* [The task]:
Rewrite the listing from its first line up to and including the line with "392 63 410 79" as a Markdown table. Use the columns Row and Text: number each line under Row, put the line under Text, and leave out any blank lines.
** Start The records **
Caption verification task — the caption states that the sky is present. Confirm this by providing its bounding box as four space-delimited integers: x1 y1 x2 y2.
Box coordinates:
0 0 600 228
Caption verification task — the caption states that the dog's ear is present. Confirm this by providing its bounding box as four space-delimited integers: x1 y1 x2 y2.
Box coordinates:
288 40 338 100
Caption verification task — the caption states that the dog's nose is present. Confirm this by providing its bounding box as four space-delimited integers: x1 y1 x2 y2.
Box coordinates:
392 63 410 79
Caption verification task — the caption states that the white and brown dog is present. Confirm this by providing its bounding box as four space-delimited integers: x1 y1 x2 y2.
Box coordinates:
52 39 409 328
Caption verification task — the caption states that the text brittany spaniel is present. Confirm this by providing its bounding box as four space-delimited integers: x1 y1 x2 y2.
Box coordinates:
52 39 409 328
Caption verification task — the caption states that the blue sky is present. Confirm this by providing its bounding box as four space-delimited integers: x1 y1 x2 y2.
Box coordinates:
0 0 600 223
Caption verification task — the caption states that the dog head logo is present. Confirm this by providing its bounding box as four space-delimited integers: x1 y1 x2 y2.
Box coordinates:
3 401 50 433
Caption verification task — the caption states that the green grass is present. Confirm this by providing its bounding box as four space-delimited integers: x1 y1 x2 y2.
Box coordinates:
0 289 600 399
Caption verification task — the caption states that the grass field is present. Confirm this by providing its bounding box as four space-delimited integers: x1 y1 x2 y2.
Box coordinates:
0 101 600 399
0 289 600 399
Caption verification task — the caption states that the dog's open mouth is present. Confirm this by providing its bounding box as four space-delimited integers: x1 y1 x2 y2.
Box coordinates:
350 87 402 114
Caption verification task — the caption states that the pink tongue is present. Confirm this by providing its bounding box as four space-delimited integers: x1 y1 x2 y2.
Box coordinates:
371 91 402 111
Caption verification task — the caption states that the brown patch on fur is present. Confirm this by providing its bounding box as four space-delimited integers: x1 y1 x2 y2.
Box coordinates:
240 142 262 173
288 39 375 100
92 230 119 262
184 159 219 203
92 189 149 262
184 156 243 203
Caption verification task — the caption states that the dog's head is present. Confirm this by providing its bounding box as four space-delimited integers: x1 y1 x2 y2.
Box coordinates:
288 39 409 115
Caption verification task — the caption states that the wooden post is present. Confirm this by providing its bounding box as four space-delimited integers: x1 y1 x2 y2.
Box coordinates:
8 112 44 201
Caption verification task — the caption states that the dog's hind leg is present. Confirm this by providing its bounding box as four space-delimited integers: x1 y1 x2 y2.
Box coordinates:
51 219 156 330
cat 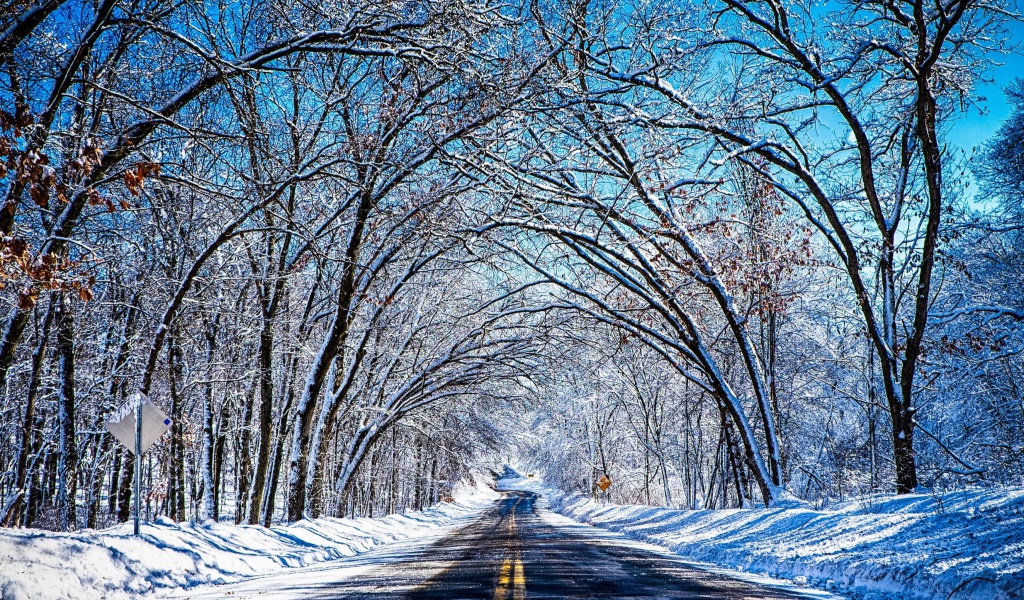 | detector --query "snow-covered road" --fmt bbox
[169,491,835,600]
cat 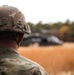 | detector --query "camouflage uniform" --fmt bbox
** End The records **
* [Solution for this exercise]:
| Row | Text |
|---|---|
| 1 | Caption verification task — the caption states that the sky is present. Confirm this by providing its bounding box as four space-delimited integers: x1 y1 x2 y2. |
| 2 | Box coordinates: |
| 3 | 0 0 600 228 |
| 4 | Caption verification task — the caption states that the dog's ear is present. Confirm this by providing its bounding box as four space-delimited integers: x1 y1 x2 y2. |
| 5 | Box coordinates: |
| 6 | 288 40 338 100 |
| 7 | Caption verification task — the caption states that the dog's nose is present. Confirm this by providing its bounding box as four space-delimited integers: x1 y1 x2 y2. |
| 8 | Box coordinates: |
| 9 | 392 63 410 79 |